-- Teks Sumber --
Kunci Mendapatkan Ilmu
Alhamdulillah wa sholatu wa salamu ‘alaa Rosulillah wa ‘alaa ashabihi wa maa walaah.
Menuntut ilmu agama merupakan sebuah kewajiban bagi setiap muslim. Hal ini merupakan suatu yang sudah kita ketahui bersama berdasarkan hadits Nabi Shollallahu ‘alaihi wa Sallam,
عَنْ أَنَسِ بْنِ مَالِكٍ ، قَالَ : قَالَ رَسُولُ الله صَلَّى الله عَلَيه وسَلَّم : طَلَبُ الْعِلْمِ فَرِيضَةٌ عَلَى كُلِّ مُسْلِمٍ
Dari Anas bin Malik Rodhiyallahu ‘anhu, beliau berkata, ‘Rosulullah Shollallahu ‘alaihi wa Sallam bersabda, “Menuntut ilmu (agama) wajib bagi setiap muslim”[1].
Mungkin diantara kita ada yang sudah lama menuntut ilmu namun masih merasa belum mendapatkan apa-apa. Sudah sering mengikuti pengajian, membaca buku, membaca artikel namun kok masih belum mendapatkan apa-apa setelah itu. Mudah-mudahan artikel kita kali ini dapat membantu kita untuk lebih mendapatkan faidah berupa tambahan ilmu ketika telah menuntut ilmu.
Perlu kami ingatkan diri kami juga, kami penulis bukanlah orang yang sudah berilmu. Namun sebagaimana kata pepatah,
مَا لَا يُدْرَكُ جُلُّهُ لَا يُتْرَكُ كُلُّهُ
“Sesuatu yang tidak bias di dapatkan dalam jumlah besar
Tidak lantas ditinggalkan semuanya”.

-- Baris Data --

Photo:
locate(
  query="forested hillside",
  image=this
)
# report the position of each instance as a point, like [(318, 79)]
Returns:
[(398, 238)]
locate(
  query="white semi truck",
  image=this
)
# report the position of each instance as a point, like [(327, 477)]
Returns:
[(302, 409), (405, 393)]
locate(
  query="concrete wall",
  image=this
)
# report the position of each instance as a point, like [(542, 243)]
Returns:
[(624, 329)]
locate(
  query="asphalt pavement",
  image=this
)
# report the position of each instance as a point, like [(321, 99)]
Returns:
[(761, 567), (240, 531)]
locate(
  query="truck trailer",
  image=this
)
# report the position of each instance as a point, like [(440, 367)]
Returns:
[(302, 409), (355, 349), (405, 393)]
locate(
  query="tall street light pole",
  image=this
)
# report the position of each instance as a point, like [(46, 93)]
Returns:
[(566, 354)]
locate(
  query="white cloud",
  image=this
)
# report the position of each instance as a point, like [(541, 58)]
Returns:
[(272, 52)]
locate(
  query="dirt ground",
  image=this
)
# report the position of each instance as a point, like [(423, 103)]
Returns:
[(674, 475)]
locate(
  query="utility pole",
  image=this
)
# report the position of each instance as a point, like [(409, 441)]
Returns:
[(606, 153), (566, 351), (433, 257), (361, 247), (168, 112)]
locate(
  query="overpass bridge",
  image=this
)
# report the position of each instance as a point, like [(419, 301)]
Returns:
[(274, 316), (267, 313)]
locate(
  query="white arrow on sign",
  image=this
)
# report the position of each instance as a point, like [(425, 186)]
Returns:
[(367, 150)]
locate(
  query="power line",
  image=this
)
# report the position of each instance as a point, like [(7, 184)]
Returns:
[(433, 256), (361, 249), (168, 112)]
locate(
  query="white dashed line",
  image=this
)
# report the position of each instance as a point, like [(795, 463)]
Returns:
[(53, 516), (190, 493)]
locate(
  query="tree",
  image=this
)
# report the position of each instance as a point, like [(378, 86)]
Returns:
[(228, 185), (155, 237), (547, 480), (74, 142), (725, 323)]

-- Kerjakan Ini --
Silakan salin tanpa perubahan bagian teks tentang kunci mendapatkan ilmu di atas, dari "Mungkin diantara kita" sampai dengan "telah menuntut ilmu.", termasuk kedua bagian itu.

-- Penyelesaian Latihan --
Mungkin diantara kita ada yang sudah lama menuntut ilmu namun masih merasa belum mendapatkan apa-apa. Sudah sering mengikuti pengajian, membaca buku, membaca artikel namun kok masih belum mendapatkan apa-apa setelah itu. Mudah-mudahan artikel kita kali ini dapat membantu kita untuk lebih mendapatkan faidah berupa tambahan ilmu ketika telah menuntut ilmu.